Text shown ::

********************

Longevity Briefs: Does ‘Love Hormone’ Oxytocin Slow Ageing?

Longevity briefs provides a short summary of novel research in biology, medicine, or biotechnology that caught the attention of our researchers in Oxford, due to its potential to improve our health, wellbeing, and longevity.

The problem:

The hormone oxytocin (OXT) is sometimes called the love or bonding hormone for its role in emotional connections. However, OXT isn’t just a ‘social’ hormone – it is important for reproduction, anxiety and stress reduction and metabolic function. Some evidence suggests that OXT levels may also play a role in the ageing process. Produced by a brain region called the hypothalamus, levels of oxytocin in the blood decline with age, but mouse studies suggest that administering oxytocin can reverse some signs of ageing, for example by improving muscle regeneration.

How might OXT be influencing the ageing process? In this study, researchers shed some light on the mechanism, which involves DNA methylation. Methylation is a form of epigenetic modification, in which molecular ‘tags’ called methyl groups are added to the DNA molecule in order to alter how the genetic code is read, without changing the code itself. Patterns of DNA methylation change with age, resulting in abnormal gene expression. One cause of this change involves enzymes called TET enzymes, which are important for removing methly groups from the DNA. The activity of TET enzymes declines with age.

********************

Extracted data entries
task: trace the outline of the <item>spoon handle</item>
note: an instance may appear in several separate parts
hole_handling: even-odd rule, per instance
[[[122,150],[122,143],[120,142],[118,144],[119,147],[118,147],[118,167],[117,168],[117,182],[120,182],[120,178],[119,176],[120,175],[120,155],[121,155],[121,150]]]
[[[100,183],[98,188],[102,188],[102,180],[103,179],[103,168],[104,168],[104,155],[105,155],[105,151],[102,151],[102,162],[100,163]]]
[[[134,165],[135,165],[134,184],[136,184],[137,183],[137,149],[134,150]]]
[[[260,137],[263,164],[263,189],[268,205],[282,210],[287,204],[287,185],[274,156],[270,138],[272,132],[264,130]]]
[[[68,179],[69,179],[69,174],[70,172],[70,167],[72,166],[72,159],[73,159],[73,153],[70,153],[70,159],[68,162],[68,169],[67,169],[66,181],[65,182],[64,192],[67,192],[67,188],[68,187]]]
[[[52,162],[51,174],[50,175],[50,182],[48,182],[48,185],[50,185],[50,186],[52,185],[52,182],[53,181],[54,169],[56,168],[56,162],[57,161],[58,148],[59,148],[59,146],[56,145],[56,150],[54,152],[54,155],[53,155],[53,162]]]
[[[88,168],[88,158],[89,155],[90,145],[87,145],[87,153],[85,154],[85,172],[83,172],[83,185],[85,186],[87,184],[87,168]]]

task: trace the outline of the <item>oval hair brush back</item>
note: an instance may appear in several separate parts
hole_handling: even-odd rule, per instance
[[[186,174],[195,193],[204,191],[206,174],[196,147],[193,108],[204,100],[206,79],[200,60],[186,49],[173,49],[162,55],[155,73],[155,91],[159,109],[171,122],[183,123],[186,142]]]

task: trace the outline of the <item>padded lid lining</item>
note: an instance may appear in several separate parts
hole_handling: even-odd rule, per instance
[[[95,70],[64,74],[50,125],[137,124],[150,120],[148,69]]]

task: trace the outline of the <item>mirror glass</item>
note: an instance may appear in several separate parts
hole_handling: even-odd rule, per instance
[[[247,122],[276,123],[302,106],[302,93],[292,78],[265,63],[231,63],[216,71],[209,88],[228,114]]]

********************

Exercise instructions ::
- 1) Summarize the oxytocin brief in two sentences.
- 2) Quote the oxytocin brief word for word, starting with "Longevity briefs provides" and going on through "wellbeing, and longevity.".

Solutions to the problems ::
- 1) Oxytocin, sometimes called the love or bonding hormone, is also important for reproduction, anxiety and stress reduction, and metabolic function, and its blood levels decline with age, while mouse studies suggest that giving it can reverse some signs of ageing, such as by improving muscle regeneration. The study in question points to a mechanism involving DNA methylation, whose patterns change with age partly because the activity of TET enzymes, which remove methyl groups from DNA, declines.

- 2)
Longevity briefs provides a short summary of novel research in biology, medicine, or biotechnology that caught the attention of our researchers in Oxford, due to its potential to improve our health, wellbeing, and longevity.